“L’equilibrio indifeso”, di Roberto Pallocca. Lettura critica

equilibrio

Per una lettura critica approfondita del nuovo romanzo di Roberto Pallocca (L’equilibrio indifeso, Graus Edizioni, 2024, pp. 204, Euro 16) vorrei partire dall’Epilogo, in cui lo stesso autore ha modo di definire questo libro «una storia d’amore e di equilibri che passano, poi tornano, poi spariscono, poi eccoli, di nuovo». Anche dalla memorabile frase riportata in quarta di copertina («Cerchiamo faticosamente l’equilibrio ma ci innamoriamo di chi ce lo sposta»), oltre che dal titolo, è evidente che l’Equilibro è il macro-tema strutturale del romanzo. L’equilibrio sottile dell’esistenza, che nella fragile storia d’amore narrata vive una tra le sue infinite e possibili “prove” emblematiche, evoca inevitabilmente – per coppie di opposti complementari non riducibili, nell’armonia dialettica del loro dualismo – tutta una filiera di connessioni simboliche e di arcipelaghi culturali, che vengono attivati (come in effetto-domino) durante la lettura. La coppia “equilibrio-disequilibrio” richiama dunque “radici-ali” e “controllo-abbandono”, cioè – in definitiva – l’eterno contrasto fra Amore e Psiche (su cui già si fondava il romanzo d’esordio di Pallocca, Giusto un amore, 2006), che sfocia in quello universale tra Vita e Forma, peraltro snodo estetico di particolare rilevanza nel ‘900 (si pensi per esempio a Pirandello). L’equilibrio indifeso è un romanzo di “cautele” che vengono scoperte e disarmate. Come in questo ricordo del protagonista:

Sono piccolo, sono me a 6 anni, al parco con mio padre, che mi tiene il sellino della bicicletta senza ruote. E mi fa andare. Mi fa pedalare. Mi dice: “Vai che ti tengo io, vai”. E poi mi volto, e lui è indietro, lo vedo distante e cado e rotolo a terra e penso che non si fa così, non si dice alle persone che ci sei se poi rimani indietro.

----

Consegna
Riporta dalla lettura critica sul romanzo il brano che comincia con "Sono piccolo, sono" e va avanti fino a "poi rimani indietro.".

----

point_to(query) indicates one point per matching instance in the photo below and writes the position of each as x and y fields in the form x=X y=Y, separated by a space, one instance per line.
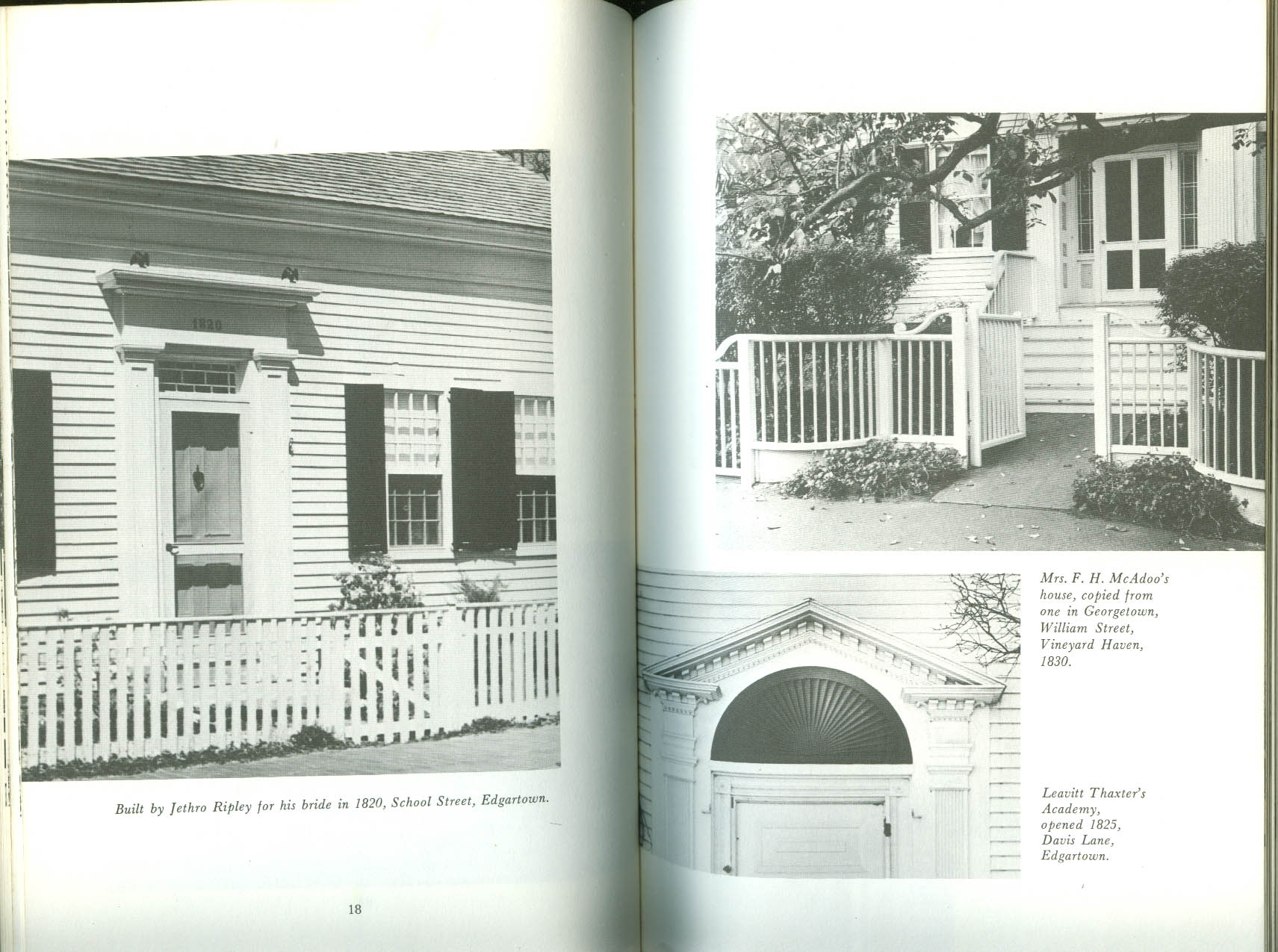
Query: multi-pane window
x=1188 y=168
x=415 y=485
x=535 y=468
x=535 y=435
x=413 y=508
x=1084 y=212
x=968 y=186
x=536 y=497
x=196 y=379
x=412 y=420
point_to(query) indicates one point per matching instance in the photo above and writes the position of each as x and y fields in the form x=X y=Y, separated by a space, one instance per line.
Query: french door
x=1138 y=224
x=202 y=513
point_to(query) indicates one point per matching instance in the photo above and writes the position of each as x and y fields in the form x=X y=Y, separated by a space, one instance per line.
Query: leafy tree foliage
x=1218 y=296
x=822 y=289
x=375 y=582
x=986 y=617
x=790 y=179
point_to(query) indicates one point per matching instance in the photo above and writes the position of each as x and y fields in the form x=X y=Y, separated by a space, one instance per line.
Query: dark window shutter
x=35 y=538
x=366 y=469
x=483 y=470
x=1008 y=229
x=914 y=217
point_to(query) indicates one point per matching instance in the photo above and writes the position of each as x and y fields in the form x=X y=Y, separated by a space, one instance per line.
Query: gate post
x=745 y=407
x=455 y=668
x=963 y=385
x=884 y=416
x=1101 y=382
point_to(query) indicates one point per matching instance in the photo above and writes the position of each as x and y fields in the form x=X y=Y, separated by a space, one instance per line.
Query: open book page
x=325 y=556
x=934 y=650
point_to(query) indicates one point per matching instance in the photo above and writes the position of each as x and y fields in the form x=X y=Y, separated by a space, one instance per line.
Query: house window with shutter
x=969 y=187
x=35 y=541
x=1084 y=212
x=1262 y=177
x=415 y=482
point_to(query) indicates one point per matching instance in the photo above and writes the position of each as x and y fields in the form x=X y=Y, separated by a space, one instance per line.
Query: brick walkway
x=515 y=749
x=1021 y=499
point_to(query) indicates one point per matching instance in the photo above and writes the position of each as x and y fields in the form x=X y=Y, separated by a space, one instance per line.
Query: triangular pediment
x=698 y=671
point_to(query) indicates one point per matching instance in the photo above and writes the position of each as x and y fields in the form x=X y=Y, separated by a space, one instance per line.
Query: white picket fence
x=137 y=689
x=810 y=393
x=1167 y=393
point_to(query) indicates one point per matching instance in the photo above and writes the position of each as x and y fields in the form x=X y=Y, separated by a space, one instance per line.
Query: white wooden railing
x=807 y=393
x=143 y=688
x=1161 y=393
x=1012 y=287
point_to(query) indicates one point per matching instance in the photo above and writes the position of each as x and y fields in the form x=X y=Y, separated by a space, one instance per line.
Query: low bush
x=880 y=469
x=473 y=591
x=316 y=738
x=1161 y=491
x=1218 y=296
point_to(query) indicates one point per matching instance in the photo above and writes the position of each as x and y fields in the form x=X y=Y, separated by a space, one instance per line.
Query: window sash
x=974 y=196
x=413 y=441
x=536 y=505
x=1188 y=174
x=415 y=510
x=535 y=436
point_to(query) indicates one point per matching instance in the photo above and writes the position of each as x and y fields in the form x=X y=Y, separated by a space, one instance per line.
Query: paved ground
x=1020 y=499
x=514 y=749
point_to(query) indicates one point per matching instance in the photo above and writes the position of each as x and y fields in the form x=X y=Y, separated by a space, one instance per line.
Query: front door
x=208 y=535
x=1132 y=211
x=844 y=841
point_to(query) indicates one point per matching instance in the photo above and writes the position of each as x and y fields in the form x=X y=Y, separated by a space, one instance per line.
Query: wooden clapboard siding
x=384 y=336
x=363 y=335
x=61 y=323
x=947 y=278
x=681 y=610
x=1005 y=774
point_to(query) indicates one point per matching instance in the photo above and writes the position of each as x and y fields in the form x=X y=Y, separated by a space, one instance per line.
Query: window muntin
x=1188 y=169
x=196 y=379
x=535 y=435
x=1084 y=212
x=968 y=186
x=537 y=517
x=415 y=505
x=415 y=444
x=412 y=420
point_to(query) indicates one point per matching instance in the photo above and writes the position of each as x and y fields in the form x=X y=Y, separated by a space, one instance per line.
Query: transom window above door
x=968 y=186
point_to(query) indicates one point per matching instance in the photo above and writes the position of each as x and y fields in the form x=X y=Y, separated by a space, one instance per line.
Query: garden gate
x=952 y=380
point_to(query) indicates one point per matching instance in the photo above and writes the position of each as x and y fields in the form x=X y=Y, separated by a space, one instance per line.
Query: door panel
x=208 y=585
x=1132 y=203
x=843 y=841
x=206 y=477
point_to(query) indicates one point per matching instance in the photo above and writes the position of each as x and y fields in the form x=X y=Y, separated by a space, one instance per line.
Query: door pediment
x=924 y=675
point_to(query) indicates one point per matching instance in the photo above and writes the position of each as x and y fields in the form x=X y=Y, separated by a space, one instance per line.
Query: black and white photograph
x=990 y=332
x=831 y=726
x=284 y=464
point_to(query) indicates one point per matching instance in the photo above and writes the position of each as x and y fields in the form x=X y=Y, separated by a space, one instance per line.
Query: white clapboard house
x=1053 y=314
x=822 y=726
x=233 y=376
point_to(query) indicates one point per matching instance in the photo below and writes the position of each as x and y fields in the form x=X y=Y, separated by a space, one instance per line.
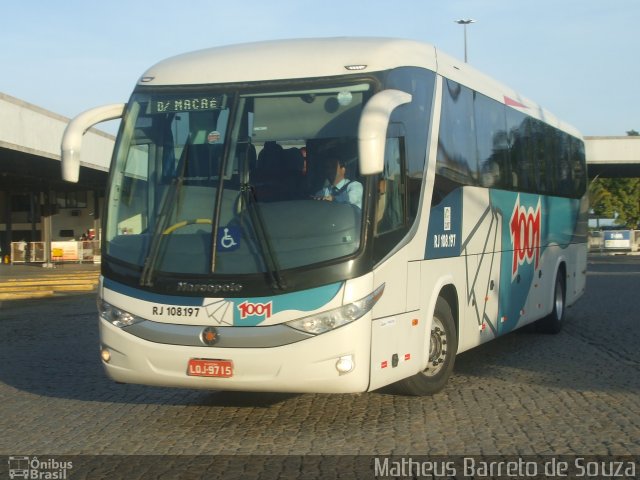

----

Risposta completa
Sono piccolo, sono me a 6 anni, al parco con mio padre, che mi tiene il sellino della bicicletta senza ruote. E mi fa andare. Mi fa pedalare. Mi dice: “Vai che ti tengo io, vai”. E poi mi volto, e lui è indietro, lo vedo distante e cado e rotolo a terra e penso che non si fa così, non si dice alle persone che ci sei se poi rimani indietro.